-- start of Source excerpt --

- Native name: Александр Иванович Устюменко
- Born: October 29, 1913 Gorbitsa, Sretensky District, Russian Empire
- Died: April 6, 1992 (aged 78) Moscow, Russian Federation
- Buried: Troyekurovskoye Cemetery
- Allegiance: Soviet Union
- Branch: GRU
- Service years: 1934-1974
- Rank: Major general
- Unit: 12th Chief Directorate
- Commands: Special Control Service (1957-1962)
- Conflicts: World War II Cold War
- Awards: Order of the Patriotic War 1st Class (1943, 1985); Order of the Red Star (1956); Labor Red Banner (1962); Order of the Red Banner (1968);

= Alexander Ivanovich Ustyumenko =

Soviet scientist and mathematician (1913–1992)

Alexander Ivanovich Ustyumenko (October 29, 1913, Gorbitsa – April 6, 1992, Moscow) – was a Soviet scientist, Doctor of Physical and Mathematical Sciences (1980), and laureate of the Lenin Prize (1959). Military intelligence specialist, reach the rank of major general (1962).

== Biography ==
He was born in the village Gorbitsa, now in the Sretensky District, Zabaykalsky Krai.

-- end of Source excerpt --
-- start of Extracted information --

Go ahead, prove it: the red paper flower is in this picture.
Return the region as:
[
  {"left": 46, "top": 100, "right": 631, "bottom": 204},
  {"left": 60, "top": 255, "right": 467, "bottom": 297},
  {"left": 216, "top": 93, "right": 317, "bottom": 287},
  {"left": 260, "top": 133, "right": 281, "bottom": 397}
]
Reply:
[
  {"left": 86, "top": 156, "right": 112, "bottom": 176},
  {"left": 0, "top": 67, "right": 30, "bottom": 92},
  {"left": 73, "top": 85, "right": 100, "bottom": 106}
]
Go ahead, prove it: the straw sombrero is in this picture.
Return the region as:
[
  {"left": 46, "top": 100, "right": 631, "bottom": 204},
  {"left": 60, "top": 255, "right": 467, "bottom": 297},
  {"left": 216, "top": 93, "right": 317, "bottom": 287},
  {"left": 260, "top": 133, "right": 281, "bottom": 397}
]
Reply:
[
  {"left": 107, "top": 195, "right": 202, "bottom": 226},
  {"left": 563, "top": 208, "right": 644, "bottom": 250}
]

-- end of Extracted information --

Reproduce the entire Alexander Ustyumenko biography above word for word, including the infobox lines and headings.

- Native name: Александр Иванович Устюменко
- Born: October 29, 1913 Gorbitsa, Sretensky District, Russian Empire
- Died: April 6, 1992 (aged 78) Moscow, Russian Federation
- Buried: Troyekurovskoye Cemetery
- Allegiance: Soviet Union
- Branch: GRU
- Service years: 1934-1974
- Rank: Major general
- Unit: 12th Chief Directorate
- Commands: Special Control Service (1957-1962)
- Conflicts: World War II Cold War
- Awards: Order of the Patriotic War 1st Class (1943, 1985); Order of the Red Star (1956); Labor Red Banner (1962); Order of the Red Banner (1968);

= Alexander Ivanovich Ustyumenko =

Soviet scientist and mathematician (1913–1992)

Alexander Ivanovich Ustyumenko (October 29, 1913, Gorbitsa – April 6, 1992, Moscow) – was a Soviet scientist, Doctor of Physical and Mathematical Sciences (1980), and laureate of the Lenin Prize (1959). Military intelligence specialist, reach the rank of major general (1962).

== Biography ==
He was born in the village Gorbitsa, now in the Sretensky District, Zabaykalsky Krai.